» Directions
The answer must match the listing exactly, with every line written out again.
-=-=-=-=-
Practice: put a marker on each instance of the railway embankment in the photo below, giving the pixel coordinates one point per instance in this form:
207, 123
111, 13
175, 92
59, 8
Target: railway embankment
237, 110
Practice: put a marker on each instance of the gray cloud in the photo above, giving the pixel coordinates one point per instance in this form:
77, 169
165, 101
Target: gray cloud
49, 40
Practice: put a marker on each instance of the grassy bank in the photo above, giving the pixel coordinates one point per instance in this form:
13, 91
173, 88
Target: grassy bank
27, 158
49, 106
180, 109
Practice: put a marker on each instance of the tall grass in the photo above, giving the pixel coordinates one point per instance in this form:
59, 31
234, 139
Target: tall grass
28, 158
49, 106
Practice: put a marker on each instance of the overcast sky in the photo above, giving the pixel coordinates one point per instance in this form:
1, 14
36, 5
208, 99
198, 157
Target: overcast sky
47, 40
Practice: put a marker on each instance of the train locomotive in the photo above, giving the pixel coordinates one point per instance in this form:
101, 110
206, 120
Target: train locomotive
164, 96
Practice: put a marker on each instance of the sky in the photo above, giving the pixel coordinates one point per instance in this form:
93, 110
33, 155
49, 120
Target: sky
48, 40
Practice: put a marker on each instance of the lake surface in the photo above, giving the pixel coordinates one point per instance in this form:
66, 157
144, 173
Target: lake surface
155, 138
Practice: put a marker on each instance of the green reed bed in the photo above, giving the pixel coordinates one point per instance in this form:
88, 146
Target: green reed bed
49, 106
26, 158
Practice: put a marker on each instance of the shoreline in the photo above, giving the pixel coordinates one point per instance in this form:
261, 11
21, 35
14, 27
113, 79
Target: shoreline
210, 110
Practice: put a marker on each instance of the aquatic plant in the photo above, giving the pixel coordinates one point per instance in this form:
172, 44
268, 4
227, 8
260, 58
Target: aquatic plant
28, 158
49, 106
-=-=-=-=-
» Written reply
Practice: put a marker on each instance of the railway embankment in the photo below, giving the pixel coordinates one point per instance in this form:
207, 123
111, 13
175, 92
59, 8
Target: railway embankment
237, 110
Practice: put a marker on each instance of the gray cloud in the photo above, giving the pixel coordinates one point per instance in this form:
77, 169
165, 101
Target: gray cloud
49, 40
Practice: put a marker on each instance of the grassy bank in the photo above, giving the pixel coordinates one point per instance in this form:
13, 91
173, 88
Target: grassy bank
27, 158
49, 106
180, 109
Practice: put a marker on each instance of the tall grass in the photo above, giving the pixel coordinates one point per instance in this form:
59, 31
234, 139
Target: tall grass
28, 158
49, 106
Practice: put a marker on each instance of the overcast sky in the photo above, giving the pixel coordinates one point per instance in this form:
1, 14
36, 5
208, 99
198, 157
Target: overcast sky
47, 40
Practice: put a marker on each instance of the train locomotive in the photo above, giving the pixel coordinates one point per instance in this form:
101, 110
206, 120
Target: train locomotive
164, 96
Practice: put a marker on each instance of the sky in the photo above, giving the pixel coordinates one point per instance in this form:
93, 110
33, 155
49, 120
Target: sky
48, 40
Practice: put a marker on each instance of the lake surface in the photo above, giving the pixel coordinates one point per instance in this form:
66, 157
144, 173
Target: lake surface
155, 138
Practice: put a marker on each instance of the green reed bed in the photo above, giving the pixel coordinates one point per instance in this form:
88, 146
Target: green reed bed
49, 106
26, 158
Practice: put a marker on each instance of the shoreline in the photo above, giving the pixel coordinates one point per instance in this form:
261, 11
21, 35
14, 27
113, 79
Target: shoreline
210, 110
Practice: put a marker on each instance of the aquatic plant in the photo above, giving the pixel coordinates one point per instance in this form:
172, 44
268, 4
227, 8
260, 58
Target: aquatic plant
28, 158
49, 106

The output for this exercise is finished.